→ **Task requirements**: From the Istanbul Theatre Festival text below, reproduce the passage from "The curtain rises" to "crisis and fragmentation.", word for word.

→ **Extract**:
20 OCTOBER – 22 NOVEMBER | THE 29TH ISTANBUL THEATRE FESTIVAL
When theater season arrives every fall, Istanbul’s stages don’t just open their curtains —they inhale, stretch, and begin to dream. The 29th Istanbul Theatre Festival, running from 20 October to 22 November, turns the entire city into a living stage. Organized by İKSV and curated by Mehmet Birkiye, this year’s edition presents 16 productions — 10 local and 6 international —each boldly testing the limits of what theatre can be.
Even the venues tell a story: from the shimmering halls of Zorlu PSM and the classic grandeur of Harbiye Muhsin Ertuğrul Stage, to the contemporary pulse of Moda Sahnesi, the urban dynamism of Mecidiyeköy Stage, and the experimental spirit of Paribu Art, Alan Kadıköy, Beyoğlu Sineması, Beyoğlu Sports Club, a historic inn by the Golden Horn, the İMÇ textile market, and Metrohan. In total, 11 different venues across both sides of the Bosphorus are hosting the festival this year, blending Istanbul’s old and new, East and West.
The curtain rises with “Cathedral” by Scapino Ballet Rotterdam, choreographed by Marcos Morau. Set to the ethereal music of Arvo Pärt, the performance builds like a structure of light and silence — a bodily prayer that transforms space into spirit. Then comes “Who Are We?” by the French-Catalan collective Baro d’evel, an astonishing fusion of dance, circus, theatre, music, and clowning. The piece explores how we move together, remember together, and act together —even in times of crisis and fragmentation.

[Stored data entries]
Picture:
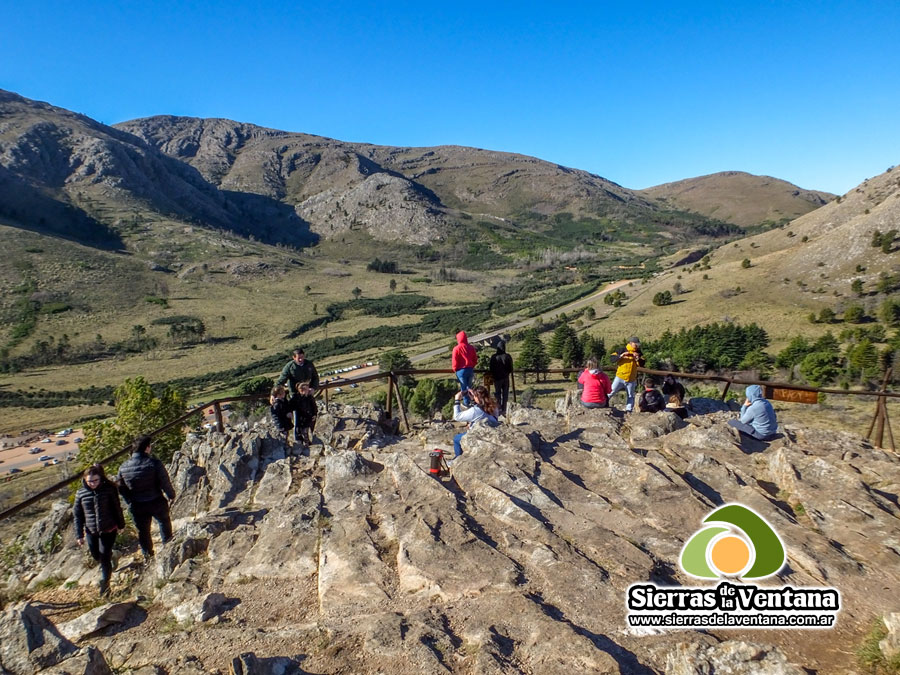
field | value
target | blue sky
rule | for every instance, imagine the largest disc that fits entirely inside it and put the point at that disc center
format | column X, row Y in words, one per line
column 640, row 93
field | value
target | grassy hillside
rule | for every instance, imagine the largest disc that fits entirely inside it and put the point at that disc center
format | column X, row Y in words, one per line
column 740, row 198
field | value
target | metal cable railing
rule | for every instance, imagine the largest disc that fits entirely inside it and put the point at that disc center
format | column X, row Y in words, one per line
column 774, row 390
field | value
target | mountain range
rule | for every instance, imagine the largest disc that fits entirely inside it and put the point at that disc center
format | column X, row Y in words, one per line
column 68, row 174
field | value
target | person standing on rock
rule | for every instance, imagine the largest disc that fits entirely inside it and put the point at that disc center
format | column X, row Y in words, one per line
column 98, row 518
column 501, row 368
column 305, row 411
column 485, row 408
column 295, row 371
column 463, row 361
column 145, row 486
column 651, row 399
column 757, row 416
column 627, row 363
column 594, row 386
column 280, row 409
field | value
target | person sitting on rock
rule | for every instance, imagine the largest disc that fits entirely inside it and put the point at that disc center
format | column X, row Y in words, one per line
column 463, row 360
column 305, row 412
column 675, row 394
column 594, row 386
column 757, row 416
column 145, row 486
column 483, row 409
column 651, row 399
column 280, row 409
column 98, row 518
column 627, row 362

==

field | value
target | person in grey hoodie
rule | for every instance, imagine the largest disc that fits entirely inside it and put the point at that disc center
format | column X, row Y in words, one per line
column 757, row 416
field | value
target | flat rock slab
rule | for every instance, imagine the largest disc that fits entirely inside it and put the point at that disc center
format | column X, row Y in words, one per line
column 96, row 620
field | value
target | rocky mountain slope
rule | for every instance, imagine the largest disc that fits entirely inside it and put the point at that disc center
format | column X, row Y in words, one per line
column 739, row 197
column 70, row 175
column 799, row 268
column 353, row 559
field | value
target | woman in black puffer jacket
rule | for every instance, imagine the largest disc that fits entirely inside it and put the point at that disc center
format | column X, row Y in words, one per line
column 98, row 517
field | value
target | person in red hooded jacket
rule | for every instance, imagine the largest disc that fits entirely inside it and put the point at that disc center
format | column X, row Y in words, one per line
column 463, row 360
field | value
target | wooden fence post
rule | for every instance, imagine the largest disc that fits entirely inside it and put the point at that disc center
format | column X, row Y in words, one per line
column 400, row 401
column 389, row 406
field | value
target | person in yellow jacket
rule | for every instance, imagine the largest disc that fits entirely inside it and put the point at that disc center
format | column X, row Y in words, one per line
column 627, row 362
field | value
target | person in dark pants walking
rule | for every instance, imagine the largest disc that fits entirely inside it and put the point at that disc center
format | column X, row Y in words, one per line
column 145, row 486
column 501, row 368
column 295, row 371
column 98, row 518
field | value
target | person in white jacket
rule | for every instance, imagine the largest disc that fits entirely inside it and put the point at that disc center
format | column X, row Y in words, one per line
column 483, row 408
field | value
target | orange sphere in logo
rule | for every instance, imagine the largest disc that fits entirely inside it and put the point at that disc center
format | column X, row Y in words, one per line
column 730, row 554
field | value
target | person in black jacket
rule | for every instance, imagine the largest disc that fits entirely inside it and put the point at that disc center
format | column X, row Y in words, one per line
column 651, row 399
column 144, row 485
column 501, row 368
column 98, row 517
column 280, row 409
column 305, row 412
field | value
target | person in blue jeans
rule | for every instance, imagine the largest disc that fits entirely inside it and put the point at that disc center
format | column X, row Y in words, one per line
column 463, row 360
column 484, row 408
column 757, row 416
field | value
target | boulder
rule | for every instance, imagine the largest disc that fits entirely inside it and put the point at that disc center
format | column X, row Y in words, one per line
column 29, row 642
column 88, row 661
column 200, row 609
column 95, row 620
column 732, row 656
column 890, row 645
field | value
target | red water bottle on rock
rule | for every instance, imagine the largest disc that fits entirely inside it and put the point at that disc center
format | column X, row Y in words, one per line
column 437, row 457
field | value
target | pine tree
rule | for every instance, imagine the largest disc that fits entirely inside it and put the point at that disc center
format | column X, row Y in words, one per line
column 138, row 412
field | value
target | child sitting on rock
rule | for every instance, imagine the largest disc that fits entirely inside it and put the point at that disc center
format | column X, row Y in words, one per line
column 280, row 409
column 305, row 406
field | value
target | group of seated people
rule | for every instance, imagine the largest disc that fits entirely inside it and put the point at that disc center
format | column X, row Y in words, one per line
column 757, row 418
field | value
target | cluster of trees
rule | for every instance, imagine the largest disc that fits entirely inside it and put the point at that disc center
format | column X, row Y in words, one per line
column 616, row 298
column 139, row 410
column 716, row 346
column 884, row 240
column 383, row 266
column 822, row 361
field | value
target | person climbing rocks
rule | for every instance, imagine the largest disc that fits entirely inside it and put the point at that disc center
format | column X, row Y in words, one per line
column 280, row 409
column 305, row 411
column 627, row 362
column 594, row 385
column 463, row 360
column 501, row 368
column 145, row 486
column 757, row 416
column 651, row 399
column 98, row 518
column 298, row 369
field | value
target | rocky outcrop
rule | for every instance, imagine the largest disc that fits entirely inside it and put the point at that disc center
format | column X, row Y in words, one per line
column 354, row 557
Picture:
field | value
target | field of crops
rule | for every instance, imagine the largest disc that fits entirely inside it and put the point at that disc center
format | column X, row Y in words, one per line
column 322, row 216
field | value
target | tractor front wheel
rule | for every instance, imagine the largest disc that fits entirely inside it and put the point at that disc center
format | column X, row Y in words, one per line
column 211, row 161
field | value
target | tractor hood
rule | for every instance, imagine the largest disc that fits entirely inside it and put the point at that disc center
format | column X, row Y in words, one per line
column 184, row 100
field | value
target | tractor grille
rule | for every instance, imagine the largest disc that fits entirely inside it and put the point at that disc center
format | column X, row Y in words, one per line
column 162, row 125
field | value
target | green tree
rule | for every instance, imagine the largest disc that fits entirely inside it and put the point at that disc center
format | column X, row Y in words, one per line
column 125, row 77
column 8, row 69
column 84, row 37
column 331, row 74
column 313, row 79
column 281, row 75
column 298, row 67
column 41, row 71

→ **Solution for this exercise**:
The curtain rises with “Cathedral” by Scapino Ballet Rotterdam, choreographed by Marcos Morau. Set to the ethereal music of Arvo Pärt, the performance builds like a structure of light and silence — a bodily prayer that transforms space into spirit. Then comes “Who Are We?” by the French-Catalan collective Baro d’evel, an astonishing fusion of dance, circus, theatre, music, and clowning. The piece explores how we move together, remember together, and act together —even in times of crisis and fragmentation.